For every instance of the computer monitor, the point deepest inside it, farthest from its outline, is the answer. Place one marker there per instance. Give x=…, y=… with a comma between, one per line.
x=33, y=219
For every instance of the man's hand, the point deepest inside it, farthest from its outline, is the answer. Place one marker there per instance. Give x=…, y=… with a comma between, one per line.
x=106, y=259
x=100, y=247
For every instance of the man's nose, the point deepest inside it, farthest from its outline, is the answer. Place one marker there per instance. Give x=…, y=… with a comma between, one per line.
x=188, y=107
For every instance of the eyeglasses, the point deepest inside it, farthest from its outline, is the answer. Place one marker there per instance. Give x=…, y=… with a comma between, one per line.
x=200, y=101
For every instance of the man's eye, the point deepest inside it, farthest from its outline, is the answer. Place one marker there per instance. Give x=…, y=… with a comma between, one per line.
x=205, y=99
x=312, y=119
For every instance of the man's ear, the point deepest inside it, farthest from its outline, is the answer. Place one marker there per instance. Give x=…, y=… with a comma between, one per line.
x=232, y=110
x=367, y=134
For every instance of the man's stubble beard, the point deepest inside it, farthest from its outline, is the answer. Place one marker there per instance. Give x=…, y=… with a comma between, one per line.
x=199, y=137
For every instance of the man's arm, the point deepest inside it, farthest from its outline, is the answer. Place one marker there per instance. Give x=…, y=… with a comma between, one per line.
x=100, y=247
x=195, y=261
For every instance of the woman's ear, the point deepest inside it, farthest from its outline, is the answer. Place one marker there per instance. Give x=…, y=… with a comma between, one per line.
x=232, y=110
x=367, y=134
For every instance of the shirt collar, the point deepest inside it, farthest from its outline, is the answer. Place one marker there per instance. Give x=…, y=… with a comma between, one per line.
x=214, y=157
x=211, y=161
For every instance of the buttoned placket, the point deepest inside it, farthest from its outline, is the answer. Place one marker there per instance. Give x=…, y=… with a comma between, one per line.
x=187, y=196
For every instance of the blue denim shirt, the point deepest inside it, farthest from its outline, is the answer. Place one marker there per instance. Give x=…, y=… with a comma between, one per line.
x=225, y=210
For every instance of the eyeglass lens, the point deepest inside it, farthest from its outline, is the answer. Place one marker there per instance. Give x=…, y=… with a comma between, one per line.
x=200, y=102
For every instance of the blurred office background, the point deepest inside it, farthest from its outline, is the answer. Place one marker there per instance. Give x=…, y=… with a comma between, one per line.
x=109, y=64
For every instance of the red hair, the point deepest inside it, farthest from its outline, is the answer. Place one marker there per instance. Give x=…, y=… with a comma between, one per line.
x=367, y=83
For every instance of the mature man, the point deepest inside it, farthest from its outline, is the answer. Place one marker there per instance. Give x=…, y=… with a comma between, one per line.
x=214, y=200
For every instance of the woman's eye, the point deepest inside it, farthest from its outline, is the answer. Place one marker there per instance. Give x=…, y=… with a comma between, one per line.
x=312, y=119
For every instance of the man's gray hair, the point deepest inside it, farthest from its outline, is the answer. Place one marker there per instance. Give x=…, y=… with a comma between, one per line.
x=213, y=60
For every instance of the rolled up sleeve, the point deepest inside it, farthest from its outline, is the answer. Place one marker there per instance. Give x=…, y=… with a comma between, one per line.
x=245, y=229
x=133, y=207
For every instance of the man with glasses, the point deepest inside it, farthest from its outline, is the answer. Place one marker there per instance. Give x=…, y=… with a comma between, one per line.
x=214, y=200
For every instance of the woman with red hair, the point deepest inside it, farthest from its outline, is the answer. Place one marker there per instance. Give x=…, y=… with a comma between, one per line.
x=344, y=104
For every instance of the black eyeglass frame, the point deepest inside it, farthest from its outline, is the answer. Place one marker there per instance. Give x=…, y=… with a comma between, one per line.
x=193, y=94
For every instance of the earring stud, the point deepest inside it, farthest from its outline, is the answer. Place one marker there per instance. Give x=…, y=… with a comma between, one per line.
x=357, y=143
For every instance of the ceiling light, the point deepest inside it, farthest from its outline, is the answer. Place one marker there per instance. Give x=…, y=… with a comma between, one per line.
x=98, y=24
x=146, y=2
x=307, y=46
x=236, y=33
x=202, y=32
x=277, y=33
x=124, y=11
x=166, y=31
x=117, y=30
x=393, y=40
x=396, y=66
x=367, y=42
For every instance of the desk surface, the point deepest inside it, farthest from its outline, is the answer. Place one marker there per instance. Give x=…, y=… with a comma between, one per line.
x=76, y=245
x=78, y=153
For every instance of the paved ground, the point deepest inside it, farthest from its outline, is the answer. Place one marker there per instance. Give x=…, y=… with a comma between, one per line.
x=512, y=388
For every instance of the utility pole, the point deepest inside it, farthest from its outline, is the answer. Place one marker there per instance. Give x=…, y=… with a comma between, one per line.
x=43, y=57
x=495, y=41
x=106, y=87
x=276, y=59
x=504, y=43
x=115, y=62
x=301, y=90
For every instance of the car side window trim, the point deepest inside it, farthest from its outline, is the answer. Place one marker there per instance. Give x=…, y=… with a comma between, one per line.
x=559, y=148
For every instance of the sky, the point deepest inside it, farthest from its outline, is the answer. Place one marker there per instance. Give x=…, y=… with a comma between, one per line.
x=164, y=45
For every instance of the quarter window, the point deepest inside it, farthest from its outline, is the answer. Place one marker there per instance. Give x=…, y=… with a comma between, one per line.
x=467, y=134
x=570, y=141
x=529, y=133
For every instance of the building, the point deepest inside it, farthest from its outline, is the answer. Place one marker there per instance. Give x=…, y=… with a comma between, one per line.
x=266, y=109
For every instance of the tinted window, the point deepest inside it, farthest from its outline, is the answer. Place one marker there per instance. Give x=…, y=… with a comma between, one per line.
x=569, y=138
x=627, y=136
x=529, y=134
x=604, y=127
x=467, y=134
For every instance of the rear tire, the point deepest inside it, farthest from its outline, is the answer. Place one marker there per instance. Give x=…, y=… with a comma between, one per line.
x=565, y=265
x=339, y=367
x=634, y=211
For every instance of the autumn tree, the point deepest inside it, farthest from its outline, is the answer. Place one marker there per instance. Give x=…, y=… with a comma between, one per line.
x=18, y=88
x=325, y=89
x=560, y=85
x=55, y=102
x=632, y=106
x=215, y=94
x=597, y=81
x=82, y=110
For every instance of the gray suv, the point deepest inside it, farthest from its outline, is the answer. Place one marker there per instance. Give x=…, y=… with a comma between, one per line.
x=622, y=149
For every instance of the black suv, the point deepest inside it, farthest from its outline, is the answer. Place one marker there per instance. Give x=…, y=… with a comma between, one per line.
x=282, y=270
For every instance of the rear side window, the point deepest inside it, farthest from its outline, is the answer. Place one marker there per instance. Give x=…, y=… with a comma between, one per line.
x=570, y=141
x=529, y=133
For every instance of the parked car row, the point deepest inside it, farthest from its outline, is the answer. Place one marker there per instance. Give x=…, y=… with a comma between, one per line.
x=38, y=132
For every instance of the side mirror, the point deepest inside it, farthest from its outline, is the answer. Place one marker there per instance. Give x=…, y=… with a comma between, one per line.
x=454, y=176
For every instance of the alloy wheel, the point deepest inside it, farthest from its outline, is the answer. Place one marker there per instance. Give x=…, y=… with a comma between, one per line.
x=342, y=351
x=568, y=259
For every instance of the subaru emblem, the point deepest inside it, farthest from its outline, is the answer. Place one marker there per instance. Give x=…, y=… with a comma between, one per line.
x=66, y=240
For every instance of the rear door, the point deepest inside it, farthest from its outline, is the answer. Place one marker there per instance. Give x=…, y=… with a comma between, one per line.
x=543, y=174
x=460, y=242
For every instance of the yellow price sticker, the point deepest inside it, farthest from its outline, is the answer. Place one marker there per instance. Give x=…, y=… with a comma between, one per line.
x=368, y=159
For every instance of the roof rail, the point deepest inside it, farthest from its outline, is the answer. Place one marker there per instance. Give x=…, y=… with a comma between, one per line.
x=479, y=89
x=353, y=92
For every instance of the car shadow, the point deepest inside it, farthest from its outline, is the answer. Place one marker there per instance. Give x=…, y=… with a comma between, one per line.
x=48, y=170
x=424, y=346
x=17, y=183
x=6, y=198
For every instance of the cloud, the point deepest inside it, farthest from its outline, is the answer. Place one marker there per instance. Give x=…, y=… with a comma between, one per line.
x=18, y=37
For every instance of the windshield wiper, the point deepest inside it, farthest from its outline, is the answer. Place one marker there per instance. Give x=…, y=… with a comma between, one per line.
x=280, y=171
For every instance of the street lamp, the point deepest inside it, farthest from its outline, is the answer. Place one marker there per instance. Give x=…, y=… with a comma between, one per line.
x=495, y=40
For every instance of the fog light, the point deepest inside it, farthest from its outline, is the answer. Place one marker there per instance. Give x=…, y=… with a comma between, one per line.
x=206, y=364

::::::::::

• Problem description
Output the lines from the one with "For every instance of the subaru" through the end of the records above, exactly, including both ends, and nothing besides.

• Exercise result
For every instance of the subaru emblem, the point deepest inside it, farthest from its outline, is the answer. Place one marker there per instance. Give x=…, y=… with a comma between, one per line.
x=66, y=240
For every instance of the rear door, the point deepest inside it, farthest from its outline, is the answer. Place one marker there per instance. Give x=…, y=… with a comma between, one per line.
x=543, y=174
x=460, y=242
For every instance of the yellow price sticker, the point deepest inside it, farthest from its outline, is the answer. Place one marker there per instance. Give x=…, y=… with a comma between, one per line.
x=368, y=159
For every instance of the roof rail, the point deepest inside it, farthest from its outline, is the answer. Place one marker there per instance. Give x=…, y=… with a comma between, one per line.
x=479, y=89
x=353, y=92
For every instance of the car shadow, the point deepest inside it, farthest from its outline, is the answer. Place one marker there per instance. Give x=…, y=… with a comma between, one per line.
x=48, y=170
x=424, y=346
x=17, y=183
x=6, y=198
For every instance of the cloud, the point deepest inside it, farthest from its outline, is the answer. Place one marker there per instance. Give x=…, y=… with a comma between, one per line.
x=18, y=37
For every instance of the windshield wiper, the point deepest inside it, farthest from its outline, is the answer. Place one marker there per instance. Give x=…, y=… with a comma between, one per line.
x=280, y=171
For every instance of the street lamp, the point deepest inside it, farthest from its outline, is the answer. Place one marker there per instance. Give x=…, y=… with a comma between, one per line.
x=495, y=40
For every instance of the fog light, the point deepest inside it, farthest from its outline, is the answer. Place one marker there per instance. Give x=…, y=… with a comma between, one per line.
x=206, y=364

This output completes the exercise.